Consigne écrite 1:
Répondez aux questions suivantes d'après l'extrait sur le voyageur immortel.
(a) Combien de moments forts de la vie du voyageur Koren Shadmi nous invite-t-il à épier ?
(b) Pendant quelle guerre le premier récit se déroule-t-il ?
(c) Où l'innocence est-elle tuée d'un coup de fusil ?
Consigne écrite 2:
Poursuivez l'extrait sur le voyageur immortel en rédigeant la suite qui vient après sa dernière phrase.

Sac au dos et regard fixe, le voyageur continue son chemin. Sa silhouette longiligne écume les routes américaines à la recherche de la source. Quelle source ? Celle de l'immortalité. Des années, des centaines d'années, bientôt des milliers, que le voyageur erre comme cela et, dans ce voyage infini, voilà que Koren Shadmi nous invite à épier sept moments forts de la vie de cet être qui n'a, par définition, plus grand chose d'humain. Chaque épisode, marqué par une empreinte chromatique particulière, se déroule dans une temporalité qui ne nous est pas précisément connue. A peine pouvons-nous deviner que le premier récit se déroule en pleine Seconde guerre mondiale, et qu'un autre se passe aux premières heures de la colonisation britannique des côtes américaines. Pour le reste, Shadmi nous embarque dans le futur, dans des moments affreusement pessimistes.

De ce qui fait le quotidien d'un immortel, des mille et une aventures que le voyageur connaît durant sa vie infinie, nous n'en connaîtrons qu'une infime partie. Sans doute, il y aurait eu là matière à développer davantage ce récit déjà prenant et à densifier, sinon le contexte, au moins la personnalité de cet être qui nous sert de caméra anticipative. Ainsi, à la manière d'un objet inanimé, le voyageur nous permet d'entrevoir une possibilité à venir : pas la plus réjouissante, assurément. Ce que le voyageur nous dit de lui, cela lui est arraché, le mot n'est pas trop fort, par ceux et celles qu'il croise. Car le voyageur est un auto-stoppeur, qui lève le pouce et maudit le plus souvent le hasard. Koren Shadmi, pour nous faire comprendre le monde dans lequel évolue le voyageur, utilise le même schéma narratif : le voyageur est pris en stop ; le dialogue s'instaure entre le voyageur et son conducteur ; de manière récurrente, cette rencontre fortuite tourne mal pour le voyageur qui s'en tire - obligatoirement - au prix de balafres sanguinolentes, d'accidents ou de tueries tragiques. Qui sont ces hommes et ces femmes que croisent le voyageur ? Ni plus ni moins que les représentants de l'humanité : un prêcheur itinérant, des jeunes femmes en quête de sensations fortes, un médecin rétrograde, un livreur désabusé qui livre à de riches clients une marchandise hors de prix et immorale, une jeune gourou prétendant détenir la vérité. D'un bout à l'autre du chemin, il y a d'abord l'innocence, tuée d'un coup de fusil sur une plage déserte, et enfin la Réponse, ou la Vérité, ou encore le Sens de toute cette histoire.

Données fournies:
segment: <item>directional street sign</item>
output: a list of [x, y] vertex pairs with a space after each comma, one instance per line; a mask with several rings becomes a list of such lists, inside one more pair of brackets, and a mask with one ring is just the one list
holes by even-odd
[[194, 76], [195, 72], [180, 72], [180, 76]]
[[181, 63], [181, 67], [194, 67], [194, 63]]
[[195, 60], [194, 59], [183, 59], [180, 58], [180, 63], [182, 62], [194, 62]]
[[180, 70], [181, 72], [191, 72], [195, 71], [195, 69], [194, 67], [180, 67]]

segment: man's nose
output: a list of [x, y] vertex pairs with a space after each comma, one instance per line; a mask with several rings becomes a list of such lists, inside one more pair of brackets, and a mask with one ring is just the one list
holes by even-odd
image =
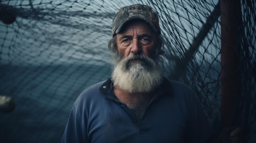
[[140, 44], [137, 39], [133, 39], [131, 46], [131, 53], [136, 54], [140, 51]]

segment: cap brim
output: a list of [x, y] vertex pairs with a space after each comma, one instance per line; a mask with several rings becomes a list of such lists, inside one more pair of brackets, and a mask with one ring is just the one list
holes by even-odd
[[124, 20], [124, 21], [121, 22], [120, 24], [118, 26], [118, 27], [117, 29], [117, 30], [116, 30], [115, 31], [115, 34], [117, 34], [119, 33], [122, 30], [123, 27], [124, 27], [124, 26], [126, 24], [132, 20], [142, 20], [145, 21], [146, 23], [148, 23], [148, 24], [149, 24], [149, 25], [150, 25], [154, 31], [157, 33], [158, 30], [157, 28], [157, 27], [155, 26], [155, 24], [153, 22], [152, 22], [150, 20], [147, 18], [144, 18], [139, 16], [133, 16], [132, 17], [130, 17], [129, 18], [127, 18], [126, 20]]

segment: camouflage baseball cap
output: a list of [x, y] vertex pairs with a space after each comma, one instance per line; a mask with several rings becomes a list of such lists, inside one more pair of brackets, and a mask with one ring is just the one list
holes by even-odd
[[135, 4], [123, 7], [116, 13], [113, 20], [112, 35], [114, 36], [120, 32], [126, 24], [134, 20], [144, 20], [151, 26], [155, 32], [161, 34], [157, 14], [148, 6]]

Réponse écrite 1:
(a) Sept moments forts.
(b) Pendant la Seconde Guerre mondiale.
(c) Sur une plage déserte.

Réponse écrite 2:
Le voyage a un début, mais a-t-il une fin ? Rien n'est moins sûr, au vu de la dernière planche, qui semble indiquer le début d'un nouveau cycle. Ou plutôt : cela dépend pour qui. le voyageur, lui, possède cette qualité de témoin, unique, d'un monde qui entre dans un bouleversement sans précédent. Sous le coup de l'avidité humaine, de son absurdité aussi, de sa cruauté, enfin, le monde tel que nous le connaissons aujourd'hui disparaît. La Terre se réchauffe, et la société humaine se fractionne et se recroqueville sur elle-même tandis que les comportements individuels atteignent des sommets d'immoralité. Cette immoralité et la toute-puissance de ces bouleversements d'ailleurs, n'apparaissent qu'à travers le regard du voyageur. A cela deux raisons : nous, lecteurs, nous identifions au voyageur, qui semble avoir le même sens moral que nous. D'autre part, le voyageur est héritier d'un système moral importé aux Amériques par les colons, dont il fut l'un des membres.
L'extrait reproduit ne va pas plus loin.